-- Work instruction --
Write the next part of the piece on good posture, picking up right after its last sentence.

-- Document passage --
"""

I’m just like you. I slouch at my computer or while watching TV, forget to stand up straight when standing in line at the grocery store or movies, or don’t take inventory of my body when I am doing chores around the house. I can go for days without paying attention to how I am sitting, standing, or moving.
After all, I have a life to live, and constant vigilance can be a drag. But, so far, so good. Nothing really bad has happened to me because I don’t always sit around in optimal alignment. Perhaps you are thinking the same thing.
But is that really true? Take a minute to think about the areas of your body that ache or hurt at times. Low back? Neck? Hips? Knees? Shoulders?
In a nutshell, good posture = muscles in balance = coordinated movement. Taking it a bit further, you could add PAIN FREE movement in a lot of cases. Of course there are other reasons why your body can hurt. There’s genetic misalignment, wear and tear, previous injuries and scar tissue, and certain diseases. But we can go a long way to alleviate some chronic aches and pains by working on posture.
Trickle-down effects from having good posture
Less chance of injury when exercising. There is no way to express how HUGE this is. When muscles are in chronic misalignment, they don’t work as well as they are meant to. Some muscles overwork to compensate for ones that are not able to do their job. That means it takes less of a stress or strain to cause an injury. Sometimes the aches and pains we experience are little injuries that have already happened because of poor posture.
Your joints move more freely and you are more flexible. For instance, correction of rounded shoulders means you can reach behind you more easily, as you would if reaching from the driver’s seat to get something from the back seat. Or, correcting an exaggerated forward tilt of your pelvis can alleviate back pain and make your walking stride more comfortable and efficient.

"""

-- Supplied data --

"""

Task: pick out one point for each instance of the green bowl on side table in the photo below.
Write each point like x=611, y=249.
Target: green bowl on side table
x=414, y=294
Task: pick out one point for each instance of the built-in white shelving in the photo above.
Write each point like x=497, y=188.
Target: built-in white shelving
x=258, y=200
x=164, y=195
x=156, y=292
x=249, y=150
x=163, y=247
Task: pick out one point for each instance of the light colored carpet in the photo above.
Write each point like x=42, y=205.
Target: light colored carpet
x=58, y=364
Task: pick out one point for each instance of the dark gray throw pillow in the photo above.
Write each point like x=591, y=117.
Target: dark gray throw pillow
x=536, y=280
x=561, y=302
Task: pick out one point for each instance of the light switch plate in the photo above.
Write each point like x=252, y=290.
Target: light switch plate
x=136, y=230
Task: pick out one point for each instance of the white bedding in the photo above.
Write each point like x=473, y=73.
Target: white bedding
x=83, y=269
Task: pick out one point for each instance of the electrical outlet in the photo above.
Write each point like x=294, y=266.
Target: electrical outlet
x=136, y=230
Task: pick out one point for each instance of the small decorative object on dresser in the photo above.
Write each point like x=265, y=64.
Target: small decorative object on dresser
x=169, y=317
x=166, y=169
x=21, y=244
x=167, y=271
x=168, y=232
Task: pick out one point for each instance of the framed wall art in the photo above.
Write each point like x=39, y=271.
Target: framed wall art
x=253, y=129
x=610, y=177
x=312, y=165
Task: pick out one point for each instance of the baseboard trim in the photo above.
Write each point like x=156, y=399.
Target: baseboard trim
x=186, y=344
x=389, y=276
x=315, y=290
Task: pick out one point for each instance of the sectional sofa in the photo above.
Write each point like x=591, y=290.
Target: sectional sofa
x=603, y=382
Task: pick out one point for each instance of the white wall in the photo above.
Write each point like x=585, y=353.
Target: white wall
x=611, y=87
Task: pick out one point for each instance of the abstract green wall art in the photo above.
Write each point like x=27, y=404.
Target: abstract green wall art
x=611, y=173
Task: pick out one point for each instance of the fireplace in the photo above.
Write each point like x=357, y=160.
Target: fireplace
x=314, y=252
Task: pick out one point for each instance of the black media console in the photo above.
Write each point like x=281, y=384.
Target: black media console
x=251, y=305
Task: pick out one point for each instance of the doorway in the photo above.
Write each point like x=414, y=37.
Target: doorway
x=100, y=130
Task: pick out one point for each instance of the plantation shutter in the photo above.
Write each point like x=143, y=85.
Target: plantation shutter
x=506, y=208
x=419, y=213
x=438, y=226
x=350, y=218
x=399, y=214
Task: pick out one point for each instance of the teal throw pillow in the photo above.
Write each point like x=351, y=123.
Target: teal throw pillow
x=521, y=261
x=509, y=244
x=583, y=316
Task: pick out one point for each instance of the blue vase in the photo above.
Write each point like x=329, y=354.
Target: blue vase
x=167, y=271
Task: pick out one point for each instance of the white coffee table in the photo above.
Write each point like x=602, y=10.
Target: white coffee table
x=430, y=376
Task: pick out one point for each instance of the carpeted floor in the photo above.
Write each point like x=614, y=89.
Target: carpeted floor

"""

-- Output for this exercise --
Your balance improves. Really. This can happen. As I said before, when your body is out of alignment, muscles don’t work together as they are meant to. Better alignment makes it easier for your body to hold a position against gravity without working extra hard to keep you upright.
Not convinced? Try it. Stand up and let your shoulders droop forward and your belly relax. Now balance on one leg and see how it feels and how long you can do it. Next, take a moment to lengthen your body by imagining a string coming out the top of your head that draws you toward the ceiling. Draw in your abdominals and lift your chest to bring your shoulders back. Balance again. You will probably feel more in control of your balance now, and can stand on one leg for longer.
One final note
Often being able to improve our posture isn’t as easy as just remembering to sit up or stand straight. Stretching, strengthening, and mobilization of muscles and joints (aka, exercise) is the best way to make sure you are looking after your posture.